● Given text:
-- -- --

- Other names: VPI
- Specialty: Oral and maxillofacial surgery

= Velopharyngeal inadequacy =

Velopharyngeal inadequacy is a malfunction of a velopharyngeal mechanism which is responsible for directing the transmission of sound energy and air pressure in both the oral cavity and the nasal cavity. When this mechanism is impaired in some way, the valve does not fully close, and a condition known as "velopharyngeal inadequacy" can develop. VPI can either be congenital or acquired later in life.

==Presentation==
===Relationship to cleft palate===
A cleft palate is one of the most common causes of VPI. Cleft palate is an anatomical abnormality that occurs in utero and is present at birth. This malformation can affect the lip and palate, or the palate only. A cleft palate can affect the mobility of the velopharyngeal valve, thereby resulting in VPI.

==Causes==
While cleft is the most common cause of VPI, other significant etiologies exist. These other causes are outlined in the chart below:

VPI flow chart compiled from the following sources: Johns, Rohrich & Awada, 2003 and Peterson-Falzone, Karnell, Hardin-Jones,& Trost-Cardamone, 2005

==Diagnosis==
===Classification===
The most frequent types of cleft palates are overt, submucous, and occult submucous.

==Treatment==
A common method to treat Velopharyngeal insufficiency is pharyngeal flap surgery, where tissue from the back of the mouth is used to close part of the gap. Other ways of treating velopharyngeal insufficiency is by placing a posterior nasopharyngeal wall implant (commonly cartilage or collagen) or type of soft palate lengthening procedure (i.e. VY palatoplasty).

==Inadequacy, insufficiency and incompetency==
Velopharyngeal insufficiency or incompetency are related labels for this phenomenon, in addition to most common generic- velopharyngeal inadequacy. Velopharyngeal insufficiency is the inability of the velopharyngeal sphincter to sufficiently separate the nasal cavity from the oral cavity during speech. Velopharyngeal incompetency occurs when the soft palate and the lateral/posterior pharyngeal walls fail to separate the oral cavity from the nasal cavity during speech. Although the definitions are similar, the etiologies correlated with each term differ slightly. However, in the field of medical professionals these terms are typically used interchangeably.

-- -- --

● Records supplied:

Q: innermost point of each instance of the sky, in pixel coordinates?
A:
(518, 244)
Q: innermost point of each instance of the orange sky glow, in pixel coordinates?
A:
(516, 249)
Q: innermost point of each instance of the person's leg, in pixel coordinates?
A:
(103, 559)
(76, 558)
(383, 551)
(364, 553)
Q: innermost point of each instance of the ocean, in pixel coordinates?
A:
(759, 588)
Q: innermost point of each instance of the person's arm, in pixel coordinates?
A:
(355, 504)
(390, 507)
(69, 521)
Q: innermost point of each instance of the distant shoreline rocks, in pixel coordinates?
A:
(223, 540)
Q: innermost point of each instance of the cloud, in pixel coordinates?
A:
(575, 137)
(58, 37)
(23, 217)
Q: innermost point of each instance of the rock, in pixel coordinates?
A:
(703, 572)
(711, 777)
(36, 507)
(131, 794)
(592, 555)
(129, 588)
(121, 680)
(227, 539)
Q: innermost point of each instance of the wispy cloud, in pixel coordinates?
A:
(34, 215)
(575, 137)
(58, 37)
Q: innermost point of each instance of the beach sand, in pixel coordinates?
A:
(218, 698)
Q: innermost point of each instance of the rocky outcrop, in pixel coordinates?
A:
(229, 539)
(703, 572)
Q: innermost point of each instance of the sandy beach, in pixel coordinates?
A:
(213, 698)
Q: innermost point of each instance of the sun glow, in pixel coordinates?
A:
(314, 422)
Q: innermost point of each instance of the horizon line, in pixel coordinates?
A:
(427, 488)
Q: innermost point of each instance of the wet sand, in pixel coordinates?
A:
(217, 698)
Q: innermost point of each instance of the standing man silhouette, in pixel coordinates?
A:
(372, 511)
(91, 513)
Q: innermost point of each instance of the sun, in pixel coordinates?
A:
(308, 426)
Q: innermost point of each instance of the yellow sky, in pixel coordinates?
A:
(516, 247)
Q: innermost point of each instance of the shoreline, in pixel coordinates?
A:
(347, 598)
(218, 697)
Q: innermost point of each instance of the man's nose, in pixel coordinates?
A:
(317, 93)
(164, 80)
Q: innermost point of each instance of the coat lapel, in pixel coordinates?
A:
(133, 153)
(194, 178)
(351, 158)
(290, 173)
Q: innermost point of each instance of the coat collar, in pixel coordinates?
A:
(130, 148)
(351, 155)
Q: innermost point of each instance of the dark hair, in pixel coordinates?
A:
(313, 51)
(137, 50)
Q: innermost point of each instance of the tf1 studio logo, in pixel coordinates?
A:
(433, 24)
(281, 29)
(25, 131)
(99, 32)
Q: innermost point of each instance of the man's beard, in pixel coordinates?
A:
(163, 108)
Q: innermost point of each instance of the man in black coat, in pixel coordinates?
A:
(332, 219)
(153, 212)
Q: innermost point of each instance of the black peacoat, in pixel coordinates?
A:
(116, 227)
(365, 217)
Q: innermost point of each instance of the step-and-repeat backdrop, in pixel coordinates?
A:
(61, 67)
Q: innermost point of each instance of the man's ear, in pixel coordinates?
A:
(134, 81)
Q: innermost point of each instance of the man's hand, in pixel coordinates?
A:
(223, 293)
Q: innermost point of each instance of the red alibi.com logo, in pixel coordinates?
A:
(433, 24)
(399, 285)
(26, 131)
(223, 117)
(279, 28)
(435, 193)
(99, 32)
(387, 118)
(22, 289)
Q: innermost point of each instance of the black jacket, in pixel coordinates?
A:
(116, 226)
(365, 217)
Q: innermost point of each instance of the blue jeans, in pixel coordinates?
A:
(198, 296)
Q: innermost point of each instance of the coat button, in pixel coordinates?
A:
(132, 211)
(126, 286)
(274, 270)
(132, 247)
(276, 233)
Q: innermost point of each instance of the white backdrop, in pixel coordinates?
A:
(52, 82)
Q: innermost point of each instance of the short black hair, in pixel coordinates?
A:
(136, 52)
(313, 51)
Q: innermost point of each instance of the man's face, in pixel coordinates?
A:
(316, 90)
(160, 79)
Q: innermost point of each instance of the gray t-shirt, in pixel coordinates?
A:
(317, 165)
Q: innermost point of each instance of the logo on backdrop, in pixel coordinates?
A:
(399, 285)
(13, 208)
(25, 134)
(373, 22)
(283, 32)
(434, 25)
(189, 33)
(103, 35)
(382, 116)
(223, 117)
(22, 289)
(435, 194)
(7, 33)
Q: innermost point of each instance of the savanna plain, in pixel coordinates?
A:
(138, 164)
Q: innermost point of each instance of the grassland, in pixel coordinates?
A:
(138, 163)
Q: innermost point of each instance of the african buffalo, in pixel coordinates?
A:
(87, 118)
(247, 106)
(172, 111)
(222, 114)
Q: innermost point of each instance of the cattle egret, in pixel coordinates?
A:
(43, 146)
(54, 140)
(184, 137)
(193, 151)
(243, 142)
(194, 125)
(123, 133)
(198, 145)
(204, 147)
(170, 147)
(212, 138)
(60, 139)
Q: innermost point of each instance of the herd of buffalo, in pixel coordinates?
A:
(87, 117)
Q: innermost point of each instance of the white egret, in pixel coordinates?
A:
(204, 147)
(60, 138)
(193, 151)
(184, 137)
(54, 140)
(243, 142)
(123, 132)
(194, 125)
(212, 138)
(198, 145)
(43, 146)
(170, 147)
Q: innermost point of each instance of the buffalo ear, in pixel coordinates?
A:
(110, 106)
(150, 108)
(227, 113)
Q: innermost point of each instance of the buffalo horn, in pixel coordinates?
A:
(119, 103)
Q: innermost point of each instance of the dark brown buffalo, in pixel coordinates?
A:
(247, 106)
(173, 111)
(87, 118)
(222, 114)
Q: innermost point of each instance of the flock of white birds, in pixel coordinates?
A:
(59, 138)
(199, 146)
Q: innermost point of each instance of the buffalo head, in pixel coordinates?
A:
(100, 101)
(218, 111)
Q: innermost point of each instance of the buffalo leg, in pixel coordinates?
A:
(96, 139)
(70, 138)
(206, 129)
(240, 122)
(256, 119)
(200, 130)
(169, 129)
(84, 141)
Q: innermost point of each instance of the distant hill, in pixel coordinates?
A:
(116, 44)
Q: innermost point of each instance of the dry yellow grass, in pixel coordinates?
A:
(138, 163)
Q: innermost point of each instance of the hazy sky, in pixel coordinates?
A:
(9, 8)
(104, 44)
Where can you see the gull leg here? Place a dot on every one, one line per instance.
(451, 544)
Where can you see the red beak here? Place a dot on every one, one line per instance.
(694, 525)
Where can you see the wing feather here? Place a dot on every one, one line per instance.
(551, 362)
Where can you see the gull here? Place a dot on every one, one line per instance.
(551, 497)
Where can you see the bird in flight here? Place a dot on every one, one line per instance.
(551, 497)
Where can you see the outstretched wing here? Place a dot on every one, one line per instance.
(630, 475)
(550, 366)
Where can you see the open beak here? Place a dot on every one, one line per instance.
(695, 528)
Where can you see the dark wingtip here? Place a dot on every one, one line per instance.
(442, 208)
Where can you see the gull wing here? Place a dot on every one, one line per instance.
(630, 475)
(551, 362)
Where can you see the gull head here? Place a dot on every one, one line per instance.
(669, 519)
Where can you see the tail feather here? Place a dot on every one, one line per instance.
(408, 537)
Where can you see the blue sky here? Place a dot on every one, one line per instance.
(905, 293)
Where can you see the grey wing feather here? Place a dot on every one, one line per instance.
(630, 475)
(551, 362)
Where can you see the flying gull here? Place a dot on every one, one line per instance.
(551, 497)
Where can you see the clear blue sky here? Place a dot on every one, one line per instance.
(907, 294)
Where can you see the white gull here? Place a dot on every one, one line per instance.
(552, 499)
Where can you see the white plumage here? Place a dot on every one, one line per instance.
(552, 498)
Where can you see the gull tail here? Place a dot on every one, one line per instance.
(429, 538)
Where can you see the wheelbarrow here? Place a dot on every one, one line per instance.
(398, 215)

-- -- --

Answer from the velopharyngeal inadequacy text:
(a) What is one of the most common causes of VPI?
(b) What is a posterior nasopharyngeal wall implant commonly made of?
(c) In velopharyngeal incompetency, which structures fail to separate the oral cavity from the nasal cavity during speech?
Use only the velopharyngeal inadequacy text, not the material.

● Answer for this exercise:
(a) A cleft palate.
(b) Cartilage or collagen.
(c) The soft palate and the lateral/posterior pharyngeal walls.